Document section
**********

As I move toward graduation in the next few days, I’ve been really emotional. If you’ve ever completed a long road to achieve a goal, you probably know what I’m talking about. You get to the end, and you’re excited about finishing, but you’re also not sure what you’re going to do when you get tossed out into the world. Even if you do know, change is scary.

I’ve also been emotional because this journey has been a little different. When I was in college the first time, I fell by the wayside. I was in a world where I was meeting people of all different faiths and ethnicities, didn’t have to go to church every Sunday, and was able to see a world beyond the little town I came from. Unfortunately, part of the world I saw was ugly and full of darkness—and I was hooked. By the time I realized it and tried to fix not being in church—which I thought was the real problem—I was lost.

**********

Collected data
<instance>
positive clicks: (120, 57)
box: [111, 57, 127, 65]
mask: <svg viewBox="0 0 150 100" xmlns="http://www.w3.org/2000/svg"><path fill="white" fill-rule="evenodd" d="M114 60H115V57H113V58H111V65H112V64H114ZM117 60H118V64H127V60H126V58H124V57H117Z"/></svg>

**********

Problem statement
Please reproduce part of the graduation reflection word for word, beginning at the words "As I move toward" and stopping after "problem—I was lost.".

Solution
As I move toward graduation in the next few days, I’ve been really emotional. If you’ve ever completed a long road to achieve a goal, you probably know what I’m talking about. You get to the end, and you’re excited about finishing, but you’re also not sure what you’re going to do when you get tossed out into the world. Even if you do know, change is scary.

I’ve also been emotional because this journey has been a little different. When I was in college the first time, I fell by the wayside. I was in a world where I was meeting people of all different faiths and ethnicities, didn’t have to go to church every Sunday, and was able to see a world beyond the little town I came from. Unfortunately, part of the world I saw was ugly and full of darkness—and I was hooked. By the time I realized it and tried to fix not being in church—which I thought was the real problem—I was lost.